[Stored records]
=-=-=-=-=

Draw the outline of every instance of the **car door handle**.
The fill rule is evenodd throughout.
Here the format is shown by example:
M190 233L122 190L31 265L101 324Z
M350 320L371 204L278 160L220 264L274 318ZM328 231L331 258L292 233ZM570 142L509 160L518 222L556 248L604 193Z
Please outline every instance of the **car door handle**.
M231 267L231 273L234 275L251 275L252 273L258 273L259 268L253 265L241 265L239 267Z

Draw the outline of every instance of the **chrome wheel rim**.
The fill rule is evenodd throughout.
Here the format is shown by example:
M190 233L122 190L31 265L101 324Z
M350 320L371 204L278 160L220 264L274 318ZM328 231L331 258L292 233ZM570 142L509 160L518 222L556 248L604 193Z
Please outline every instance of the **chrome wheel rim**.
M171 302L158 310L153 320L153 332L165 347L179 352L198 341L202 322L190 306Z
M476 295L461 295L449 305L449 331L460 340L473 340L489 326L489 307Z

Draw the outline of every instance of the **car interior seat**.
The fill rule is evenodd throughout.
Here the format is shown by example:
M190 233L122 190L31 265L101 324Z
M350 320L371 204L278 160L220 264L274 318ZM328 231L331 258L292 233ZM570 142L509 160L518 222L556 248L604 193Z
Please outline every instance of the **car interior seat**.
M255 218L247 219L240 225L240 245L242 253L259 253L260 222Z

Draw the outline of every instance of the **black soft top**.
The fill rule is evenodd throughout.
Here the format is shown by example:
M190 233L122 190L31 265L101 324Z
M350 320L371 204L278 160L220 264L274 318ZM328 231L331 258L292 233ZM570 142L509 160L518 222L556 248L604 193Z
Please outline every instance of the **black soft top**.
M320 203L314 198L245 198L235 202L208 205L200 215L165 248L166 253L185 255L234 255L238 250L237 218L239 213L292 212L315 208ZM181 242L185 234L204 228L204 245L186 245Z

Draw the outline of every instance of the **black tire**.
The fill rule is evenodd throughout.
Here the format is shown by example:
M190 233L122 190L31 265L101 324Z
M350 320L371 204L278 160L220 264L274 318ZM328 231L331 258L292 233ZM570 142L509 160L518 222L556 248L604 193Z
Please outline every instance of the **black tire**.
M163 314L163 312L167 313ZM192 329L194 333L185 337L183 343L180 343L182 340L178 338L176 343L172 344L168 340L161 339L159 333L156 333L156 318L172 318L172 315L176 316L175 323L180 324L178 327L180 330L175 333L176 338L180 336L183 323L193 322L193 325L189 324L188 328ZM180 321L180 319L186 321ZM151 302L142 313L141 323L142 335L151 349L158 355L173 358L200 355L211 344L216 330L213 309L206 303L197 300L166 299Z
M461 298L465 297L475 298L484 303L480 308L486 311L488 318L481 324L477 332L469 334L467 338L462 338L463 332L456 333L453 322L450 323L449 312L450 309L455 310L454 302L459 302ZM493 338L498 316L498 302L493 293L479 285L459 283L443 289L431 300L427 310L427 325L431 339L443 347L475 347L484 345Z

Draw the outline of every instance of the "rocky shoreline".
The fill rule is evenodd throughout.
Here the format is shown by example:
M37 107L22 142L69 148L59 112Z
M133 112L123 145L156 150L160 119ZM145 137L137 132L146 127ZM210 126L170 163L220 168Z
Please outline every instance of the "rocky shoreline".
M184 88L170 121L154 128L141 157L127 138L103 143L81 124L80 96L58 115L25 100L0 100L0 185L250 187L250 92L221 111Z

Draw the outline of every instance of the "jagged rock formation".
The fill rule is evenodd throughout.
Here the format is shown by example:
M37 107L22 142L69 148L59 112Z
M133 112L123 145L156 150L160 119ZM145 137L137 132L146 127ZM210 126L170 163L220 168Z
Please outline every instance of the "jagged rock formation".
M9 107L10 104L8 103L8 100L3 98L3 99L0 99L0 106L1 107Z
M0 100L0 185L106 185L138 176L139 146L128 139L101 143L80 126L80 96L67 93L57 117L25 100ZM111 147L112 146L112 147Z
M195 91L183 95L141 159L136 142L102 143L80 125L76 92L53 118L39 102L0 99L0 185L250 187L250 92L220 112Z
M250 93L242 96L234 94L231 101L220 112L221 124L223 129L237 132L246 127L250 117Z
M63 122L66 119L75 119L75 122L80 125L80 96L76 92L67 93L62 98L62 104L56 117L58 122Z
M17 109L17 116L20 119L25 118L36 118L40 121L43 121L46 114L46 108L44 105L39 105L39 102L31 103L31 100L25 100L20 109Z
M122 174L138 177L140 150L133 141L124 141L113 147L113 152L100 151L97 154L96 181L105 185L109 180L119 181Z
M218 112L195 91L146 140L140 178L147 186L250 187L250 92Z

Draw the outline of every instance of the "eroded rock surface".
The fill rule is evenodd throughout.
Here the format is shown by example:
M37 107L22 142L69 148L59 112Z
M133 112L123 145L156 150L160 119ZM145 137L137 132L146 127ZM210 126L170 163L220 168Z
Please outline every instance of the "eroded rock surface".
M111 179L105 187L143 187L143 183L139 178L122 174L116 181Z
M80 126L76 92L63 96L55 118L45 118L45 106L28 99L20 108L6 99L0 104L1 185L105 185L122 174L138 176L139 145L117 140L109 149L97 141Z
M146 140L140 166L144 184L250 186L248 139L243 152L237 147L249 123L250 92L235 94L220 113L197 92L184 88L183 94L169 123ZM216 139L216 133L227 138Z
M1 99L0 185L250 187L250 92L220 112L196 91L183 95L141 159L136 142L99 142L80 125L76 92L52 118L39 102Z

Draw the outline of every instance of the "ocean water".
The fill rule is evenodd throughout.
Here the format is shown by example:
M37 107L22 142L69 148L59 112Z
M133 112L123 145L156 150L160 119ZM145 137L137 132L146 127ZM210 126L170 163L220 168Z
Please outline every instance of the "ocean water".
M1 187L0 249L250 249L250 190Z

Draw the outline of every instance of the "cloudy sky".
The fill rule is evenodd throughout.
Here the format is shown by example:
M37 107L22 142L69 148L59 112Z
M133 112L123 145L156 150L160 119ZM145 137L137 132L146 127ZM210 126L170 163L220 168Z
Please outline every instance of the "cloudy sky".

=-=-=-=-=

* AIM OF THE TASK
What you return must match the data line for line.

* THE ANSWER
Draw the outline of every instance of the **car door handle**.
The fill rule is evenodd throughout.
Here the format is shown by example:
M190 233L122 190L31 265L101 324Z
M350 320L371 204L278 160L220 264L274 318ZM328 231L331 258L292 233ZM570 142L509 160L518 222L556 248L604 193Z
Please outline every instance of the **car door handle**.
M231 267L231 273L234 275L251 275L252 273L258 273L259 268L253 265L241 265L239 267Z

Draw the outline of every instance of the **chrome wheel rim**.
The fill rule is evenodd throughout.
Here the format is shown by example:
M190 233L122 190L31 265L101 324Z
M350 320L371 204L278 160L220 264L274 318ZM328 231L331 258L292 233ZM570 142L509 160L518 222L556 248L604 193Z
Please outline every instance of the **chrome wheel rim**.
M171 302L158 310L153 320L153 332L165 347L179 352L198 341L202 322L190 306Z
M476 295L461 295L449 305L449 331L460 340L473 340L489 326L489 307Z

Draw the outline of every instance of the **car interior seat**.
The fill rule is evenodd throughout.
Here the format is shown by example:
M190 233L122 190L31 265L101 324Z
M350 320L371 204L278 160L220 264L274 318ZM328 231L331 258L292 233ZM570 142L509 160L518 222L556 248L604 193Z
Please outline every instance of the **car interior seat**.
M255 218L247 219L240 225L240 245L242 253L259 253L260 222Z

Draw the outline of every instance of the **black soft top**.
The fill rule is evenodd throughout.
Here the format is shown by example:
M190 233L122 190L31 265L101 324Z
M350 320L371 204L278 160L220 264L274 318ZM328 231L331 258L292 233ZM570 142L509 160L518 222L556 248L604 193Z
Please outline every instance of the **black soft top**.
M320 203L314 198L245 198L235 202L208 205L200 215L165 248L166 253L185 255L234 255L238 250L237 218L239 213L292 212L315 208ZM181 242L185 234L204 228L204 245L186 245Z

Draw the outline of every instance of the **black tire**.
The fill rule is evenodd throughout.
Here the format is shown by example:
M190 233L122 190L31 265L101 324Z
M350 320L371 204L278 160L220 264L274 318ZM328 231L331 258L292 233ZM570 142L509 160L518 222L556 248L604 193Z
Please outline every instance of the **black tire**.
M163 314L163 312L167 313ZM192 329L194 333L185 337L183 343L180 343L182 340L178 338L176 343L172 344L168 340L161 339L159 333L156 333L156 318L172 318L172 315L176 316L175 323L180 324L178 327L180 330L175 333L176 338L180 336L183 323L193 322L193 325L189 324L188 328ZM180 321L180 319L186 321ZM151 302L142 313L141 323L142 335L151 349L158 355L173 358L200 355L211 344L216 330L213 309L206 303L197 300L166 299Z
M461 298L465 297L475 298L484 303L480 308L486 311L488 318L481 324L477 332L469 334L467 338L462 338L463 332L456 333L453 322L450 323L449 312L450 309L455 310L454 302L459 302ZM493 338L498 316L498 302L493 293L479 285L459 283L443 289L431 300L427 310L427 325L431 339L443 347L475 347L484 345Z

Draw the outline of every instance of the "rocky shoreline".
The fill rule is evenodd throughout.
Here the format is shown by example:
M37 107L22 142L69 148L59 112Z
M133 112L123 145L156 150L160 119ZM145 137L137 132L146 127ZM210 126L170 163L220 168Z
Please outline every instance of the "rocky shoreline".
M184 88L170 121L154 128L141 157L127 138L103 143L81 124L80 96L58 115L25 100L0 100L0 185L250 187L250 92L221 111Z

Draw the outline of every instance of the "jagged rock formation".
The fill rule is evenodd throughout.
Here the format is shown by example:
M37 107L22 142L69 148L59 112Z
M133 112L123 145L156 150L160 119ZM145 137L137 132L146 127ZM210 126L170 163L220 168Z
Please outline every instance of the "jagged rock formation".
M9 107L10 104L8 103L8 100L3 98L3 99L0 99L0 106L1 107Z
M0 100L0 185L106 185L138 176L139 146L128 139L101 143L80 126L80 96L67 93L57 117L25 100ZM111 147L112 146L112 147Z
M195 91L183 95L141 159L136 142L102 143L80 125L76 92L53 118L39 102L0 99L0 185L250 187L250 92L220 112Z
M250 93L242 96L234 94L231 101L220 112L221 124L223 129L237 132L246 127L250 117Z
M63 122L66 119L75 119L75 122L80 125L80 96L76 92L67 93L62 98L62 104L56 117L58 122Z
M17 109L17 116L20 119L25 118L36 118L40 121L43 121L46 114L46 108L44 105L39 105L39 102L31 103L31 100L25 100L20 109Z
M122 174L138 177L140 150L133 141L124 141L113 147L113 152L100 151L97 154L96 181L105 185L109 180L119 181Z
M218 112L195 91L146 140L140 178L147 186L250 187L250 92Z

Draw the outline of every instance of the "eroded rock surface".
The fill rule is evenodd throughout.
Here the format is shown by example:
M37 107L22 142L69 148L59 112Z
M133 112L123 145L156 150L160 119ZM145 137L137 132L146 127ZM210 126L170 163L220 168Z
Please outline every instance of the "eroded rock surface".
M111 179L105 187L143 187L143 183L139 178L122 174L116 181Z
M80 126L76 92L63 96L55 118L45 118L45 106L28 99L20 108L6 99L0 104L1 185L105 185L122 174L138 176L139 145L117 140L109 149L97 141Z
M146 140L140 166L144 184L250 186L248 139L243 152L237 147L249 123L250 92L235 94L220 113L197 92L184 88L183 94L169 123ZM216 139L216 133L227 138Z
M1 99L0 185L250 187L250 92L220 112L196 91L183 95L141 159L136 142L99 142L80 125L76 92L52 118L39 102Z

Draw the outline of every instance of the "ocean water".
The fill rule is evenodd throughout.
Here the format is shown by example:
M37 107L22 142L69 148L59 112Z
M133 112L123 145L156 150L160 119ZM145 137L137 132L146 127ZM210 126L170 163L220 168Z
Please outline every instance of the "ocean water".
M1 187L0 249L250 249L250 190Z

Draw the outline of every instance of the "cloudy sky".
The fill rule is evenodd throughout.
Here the format is shown by example:
M37 107L22 142L69 148L59 112Z
M133 112L123 145L156 150L160 119ZM145 137L137 132L146 127ZM210 126L170 163L220 168Z
Please outline every instance of the "cloudy sky".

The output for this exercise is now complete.